**Given task:** Rewrite the records below as one numbered list, one line per item, leaving out the blank lines.
— Start Exercise inputs —
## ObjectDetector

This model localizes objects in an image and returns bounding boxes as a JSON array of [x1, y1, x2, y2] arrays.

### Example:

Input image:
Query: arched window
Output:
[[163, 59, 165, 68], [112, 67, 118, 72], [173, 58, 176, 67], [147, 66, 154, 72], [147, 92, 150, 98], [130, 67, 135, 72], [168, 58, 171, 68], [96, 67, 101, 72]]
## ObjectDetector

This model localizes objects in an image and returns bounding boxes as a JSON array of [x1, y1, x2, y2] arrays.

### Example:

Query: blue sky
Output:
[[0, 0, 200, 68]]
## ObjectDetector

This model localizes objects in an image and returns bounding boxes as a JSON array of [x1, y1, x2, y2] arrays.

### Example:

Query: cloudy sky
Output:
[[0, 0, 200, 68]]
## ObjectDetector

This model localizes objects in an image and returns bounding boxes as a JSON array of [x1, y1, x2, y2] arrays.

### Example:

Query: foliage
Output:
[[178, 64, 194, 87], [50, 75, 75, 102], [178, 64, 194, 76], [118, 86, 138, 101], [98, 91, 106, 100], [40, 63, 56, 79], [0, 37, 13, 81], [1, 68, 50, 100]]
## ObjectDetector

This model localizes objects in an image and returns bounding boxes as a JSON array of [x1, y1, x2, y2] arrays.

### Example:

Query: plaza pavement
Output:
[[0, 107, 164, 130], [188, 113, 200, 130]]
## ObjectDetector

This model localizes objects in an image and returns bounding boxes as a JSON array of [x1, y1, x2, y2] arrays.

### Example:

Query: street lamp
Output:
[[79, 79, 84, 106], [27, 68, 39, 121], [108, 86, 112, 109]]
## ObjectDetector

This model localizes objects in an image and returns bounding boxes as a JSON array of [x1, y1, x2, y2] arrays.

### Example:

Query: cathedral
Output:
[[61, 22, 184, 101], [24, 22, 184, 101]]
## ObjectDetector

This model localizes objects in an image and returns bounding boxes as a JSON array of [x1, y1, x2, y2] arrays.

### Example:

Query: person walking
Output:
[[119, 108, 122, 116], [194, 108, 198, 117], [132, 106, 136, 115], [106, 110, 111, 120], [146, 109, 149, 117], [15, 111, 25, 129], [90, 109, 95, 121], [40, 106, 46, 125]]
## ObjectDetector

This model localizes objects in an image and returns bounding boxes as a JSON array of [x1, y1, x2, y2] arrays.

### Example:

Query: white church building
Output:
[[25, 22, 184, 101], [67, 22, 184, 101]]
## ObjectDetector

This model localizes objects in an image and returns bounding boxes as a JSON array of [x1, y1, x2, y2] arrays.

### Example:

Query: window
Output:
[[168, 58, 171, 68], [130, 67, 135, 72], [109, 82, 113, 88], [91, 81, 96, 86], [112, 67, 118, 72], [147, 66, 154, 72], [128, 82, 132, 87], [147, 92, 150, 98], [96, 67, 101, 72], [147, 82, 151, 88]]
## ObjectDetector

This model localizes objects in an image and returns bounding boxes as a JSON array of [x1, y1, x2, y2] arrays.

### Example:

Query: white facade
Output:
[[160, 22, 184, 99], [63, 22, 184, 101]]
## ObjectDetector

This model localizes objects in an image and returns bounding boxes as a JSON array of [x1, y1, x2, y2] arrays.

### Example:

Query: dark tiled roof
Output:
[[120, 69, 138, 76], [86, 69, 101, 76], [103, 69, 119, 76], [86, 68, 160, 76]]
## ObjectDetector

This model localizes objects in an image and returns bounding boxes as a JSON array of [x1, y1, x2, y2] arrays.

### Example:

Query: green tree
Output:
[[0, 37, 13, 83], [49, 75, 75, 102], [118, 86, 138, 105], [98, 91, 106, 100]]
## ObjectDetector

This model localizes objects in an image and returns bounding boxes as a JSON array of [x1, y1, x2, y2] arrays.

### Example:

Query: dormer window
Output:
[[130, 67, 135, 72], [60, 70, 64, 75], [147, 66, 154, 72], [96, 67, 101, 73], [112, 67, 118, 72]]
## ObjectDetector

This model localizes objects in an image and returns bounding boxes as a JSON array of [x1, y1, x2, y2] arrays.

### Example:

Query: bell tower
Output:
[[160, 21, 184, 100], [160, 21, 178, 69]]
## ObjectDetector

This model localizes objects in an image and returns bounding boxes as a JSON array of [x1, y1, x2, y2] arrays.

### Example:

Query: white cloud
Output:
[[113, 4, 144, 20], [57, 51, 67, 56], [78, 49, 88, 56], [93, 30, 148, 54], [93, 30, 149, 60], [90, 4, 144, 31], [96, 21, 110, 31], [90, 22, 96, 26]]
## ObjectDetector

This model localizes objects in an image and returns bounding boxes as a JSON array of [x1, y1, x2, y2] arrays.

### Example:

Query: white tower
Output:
— End Exercise inputs —
**Answer below:**
1. ## ObjectDetector
2. This model localizes objects in an image and returns bounding boxes as a JSON array of [x1, y1, x2, y2] arrays.
3. ### Example:
4. Input image:
5. Query: arched window
6. Output:
7. [[163, 59, 165, 68], [112, 67, 118, 72], [173, 58, 176, 67], [147, 66, 154, 72], [147, 92, 150, 98], [130, 67, 135, 72], [168, 58, 171, 68], [96, 67, 101, 72]]
8. ## ObjectDetector
9. This model localizes objects in an image and returns bounding boxes as a JSON array of [x1, y1, x2, y2] arrays.
10. ### Example:
11. Query: blue sky
12. Output:
13. [[0, 0, 200, 68]]
14. ## ObjectDetector
15. This model localizes objects in an image and returns bounding boxes as a JSON array of [x1, y1, x2, y2] arrays.
16. ### Example:
17. Query: cloudy sky
18. Output:
19. [[0, 0, 200, 68]]
20. ## ObjectDetector
21. This model localizes objects in an image and returns bounding boxes as a JSON array of [x1, y1, x2, y2] arrays.
22. ### Example:
23. Query: foliage
24. Output:
25. [[178, 64, 194, 87], [50, 75, 75, 102], [178, 64, 194, 76], [118, 86, 138, 101], [98, 91, 106, 100], [40, 63, 56, 79], [0, 37, 13, 81], [1, 68, 50, 100]]
26. ## ObjectDetector
27. This model localizes objects in an image and returns bounding boxes as a JSON array of [x1, y1, x2, y2] arrays.
28. ### Example:
29. Query: plaza pavement
30. Output:
31. [[0, 107, 164, 130], [188, 113, 200, 130]]
32. ## ObjectDetector
33. This model localizes objects in an image and returns bounding boxes as a JSON array of [x1, y1, x2, y2] arrays.
34. ### Example:
35. Query: street lamp
36. Output:
37. [[79, 79, 84, 106], [27, 68, 39, 121], [108, 86, 112, 109]]
38. ## ObjectDetector
39. This model localizes objects in an image and returns bounding boxes as a JSON array of [x1, y1, x2, y2] arrays.
40. ### Example:
41. Query: cathedral
42. Output:
43. [[61, 22, 184, 101], [24, 22, 184, 101]]
44. ## ObjectDetector
45. This model localizes objects in an image and returns bounding boxes as a JSON array of [x1, y1, x2, y2] arrays.
46. ### Example:
47. Query: person walking
48. Output:
49. [[119, 108, 122, 116], [194, 108, 198, 117], [132, 106, 136, 115], [106, 110, 111, 120], [146, 109, 149, 117], [15, 111, 25, 129], [90, 109, 95, 121], [40, 106, 46, 125]]
50. ## ObjectDetector
51. This model localizes objects in an image and returns bounding boxes as a JSON array of [x1, y1, x2, y2] arrays.
52. ### Example:
53. Query: white church building
54. Output:
55. [[25, 22, 184, 101], [67, 22, 184, 101]]
56. ## ObjectDetector
57. This model localizes objects in an image and returns bounding boxes as a JSON array of [x1, y1, x2, y2] arrays.
58. ### Example:
59. Query: window
60. Output:
61. [[168, 58, 171, 68], [130, 67, 135, 72], [109, 82, 113, 88], [91, 81, 96, 86], [112, 67, 118, 72], [147, 66, 154, 72], [128, 82, 132, 87], [147, 92, 150, 98], [96, 67, 101, 72], [147, 82, 151, 88]]
62. ## ObjectDetector
63. This model localizes objects in an image and returns bounding boxes as a JSON array of [x1, y1, x2, y2] arrays.
64. ### Example:
65. Query: white facade
66. Output:
67. [[160, 22, 184, 99], [63, 22, 184, 101]]
68. ## ObjectDetector
69. This model localizes objects in an image and returns bounding boxes as a JSON array of [x1, y1, x2, y2] arrays.
70. ### Example:
71. Query: dark tiled roof
72. Output:
73. [[120, 69, 138, 76], [86, 69, 101, 76], [103, 69, 119, 76], [86, 68, 160, 76]]
74. ## ObjectDetector
75. This model localizes objects in an image and returns bounding boxes as a JSON array of [x1, y1, x2, y2] arrays.
76. ### Example:
77. Query: green tree
78. Output:
79. [[0, 37, 13, 83], [49, 75, 75, 102], [118, 86, 138, 105], [98, 91, 106, 100]]
80. ## ObjectDetector
81. This model localizes objects in an image and returns bounding boxes as a JSON array of [x1, y1, x2, y2] arrays.
82. ### Example:
83. Query: dormer window
84. Output:
85. [[130, 67, 135, 72], [60, 70, 64, 75], [147, 66, 154, 72], [96, 67, 101, 73], [112, 67, 118, 72]]
86. ## ObjectDetector
87. This model localizes objects in an image and returns bounding boxes as a JSON array of [x1, y1, x2, y2] arrays.
88. ### Example:
89. Query: bell tower
90. Output:
91. [[160, 21, 184, 100], [160, 21, 178, 69]]
92. ## ObjectDetector
93. This model localizes objects in an image and returns bounding boxes as a JSON array of [x1, y1, x2, y2] arrays.
94. ### Example:
95. Query: white cloud
96. Output:
97. [[113, 4, 144, 20], [57, 51, 67, 56], [78, 49, 88, 56], [93, 30, 148, 54], [93, 30, 149, 60], [90, 4, 144, 31], [96, 21, 110, 31], [90, 22, 96, 26]]
98. ## ObjectDetector
99. This model localizes objects in an image and returns bounding boxes as a JSON array of [x1, y1, x2, y2] arrays.
100. ### Example:
101. Query: white tower
102. Output:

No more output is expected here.